--- Start Text provided ---

Our duties as they become more hopeful become also more serious. We have to take a more practical view of the particulars of affairs, and were I able to perform it, my duty would be to attempt, this night, aided by your favour, something like a survey of the public situation. But the first difficulty that encounters me, ladies and gentlemen, is this - a surfeit of matter, for there is no other word adequate to describe it. It is not the excess merely, it is the absolute surfeit of work that remains to be done - work that accumulates from year to year; and of work that is certain to fall more heavily into arrear in proportion to the prolongation of the rule of a Tory Government. Yes, gentlemen, it is a surfeit which makes it difficult now to choose the topics of address, and which will make it difficult hereafter, when the time has arrived, to choose proper subjects of immediate and preferential attention. Whatever your victory may be, with all your intelligence and all your zeal, you will want the additional virtue of patience; for such are the demands of this vast Empire, extended and diversified beyond all precedent in human history, that without that patience, disappointment and even confusion might be the results of triumph.

Now, I will endeavour to run over with the utmost rapidity several subjects with regard to which I won their claim to public attention, without attempting to give them, on the present occasion, anything deserving the name of satisfaction.

For instance, if I name to you the question of shortening the duration of Parliaments it is to dispose of it in a sentence; to say that it manifestly demands, and ever will demand, the earliest opportunity that can justly and wisely be chosen for the purpose.

--- End Text provided ---
--- Start Data section ---

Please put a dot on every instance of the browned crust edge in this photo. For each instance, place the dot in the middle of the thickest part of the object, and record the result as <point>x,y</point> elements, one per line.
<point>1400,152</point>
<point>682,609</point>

--- End Data section ---

[What is being asked]:
Continue the speech about the public situation from the point where it stops. The material is separate from the speech.

[Output for this exercise]:
If I speak of the readjustment of taxation, particularly as between various kinds of property, I speak of a subject abounding in complex detail, but which I may also dismiss with the utmost brevity, because I can confidently refer you to the speeches and votes which on all occasions we have given in Parliament as an assurance that when its turn comes it will have practical and decisive attention. I name next a word that it requires some courage to utter in these days - the word economy. It is like an echo from the distant period of my early life. The wealth of the country, and the vast comparative diffusion of comfort, has, I am afraid, put public economy, at least in its more rigid and sever forms, sadly out of countenance. However, I will say this one word in acquittal of my own conscience. Much has been said, and fairly and justly said, of the advantageous change effected by the present Government and Parliament in the conversion of the National Debt, which has resulted and will further result in a large annual saving. But all that saving has already been absorbed, and effaced, as I may say, from the public account, by the enormous increase not only of the charges in supplying the necessary civil wants of the country, but by the enormous increase of our naval and military expenditure. Now, that increase, vast as it is, is as far as possible from satisfying the relentless appetite of those who have laboured most heartily to bring it about; and now and again, and even within the last few days, there have been in some portions of the public Press, and apparently with high authority, complaints of the miserable insufficiency of our military and defensive establishments.

Well, there is another subject on which I should have been glad to speak had time permitted, for foreign policy has many and important domestic results; but I will only say this, that, as we Liberals in Parliament understand it, the foreign policy of the present Administration has been well-nigh the inverse and the reverse to that of the Administration of Lord Beaconsfield (Benjamin Disraeli). We endeavoured to make the work of the Beaconsfield Administration difficult, because we thought it was doing ill. But we have striven to make the work of the present Administration in its foreign policy easy, because we think, as far as our information has gone - and we have been so tranquil on the whole subject that our information, I admit, is but partial - that so far as we could discern, its spirit had undergone a beneficial change, that appeals to passion and to pride are no longer sent broadcast over the country, and that on the contrary a more just, more genial, and more kindly spirit is exhibited by the departmental portion of the activity of Lord Salisbury. Accordingly, we have endeavoured to make his work not difficult but easy. One thing only I could wish to say upon this subject, and it is this.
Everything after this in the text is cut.